DIRECTIVE: Pull out every line in the records below that contains the word "nose", and list those lines.
>> Start DATA EXTRACT
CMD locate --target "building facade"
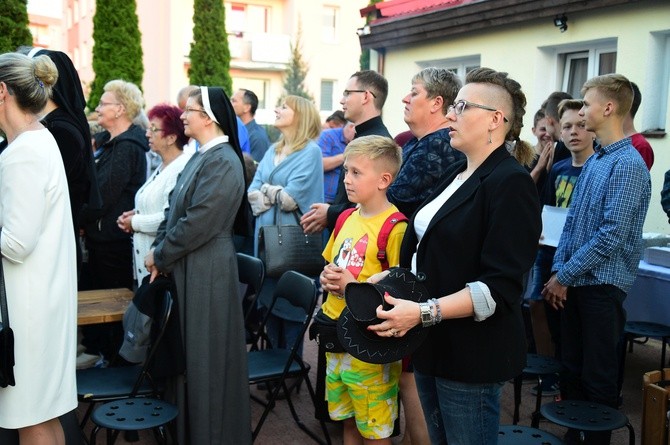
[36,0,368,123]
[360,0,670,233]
>> End DATA EXTRACT
>> Start DATA EXTRACT
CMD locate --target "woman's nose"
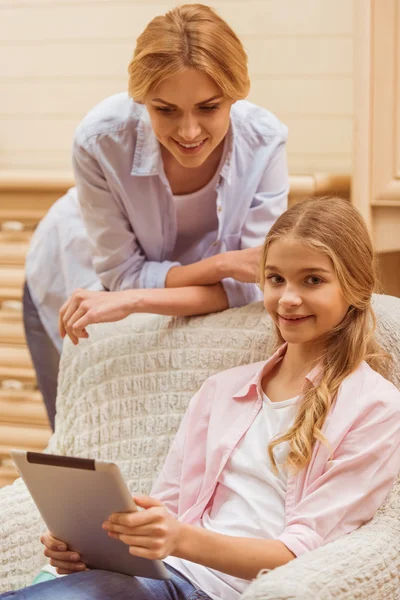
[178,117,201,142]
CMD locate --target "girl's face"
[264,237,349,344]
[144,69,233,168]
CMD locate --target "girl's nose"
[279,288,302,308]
>> End DATA EXTRACT
RESPONSE BELOW:
CMD locate --target "woman's nose"
CMD locate --target "girl's nose"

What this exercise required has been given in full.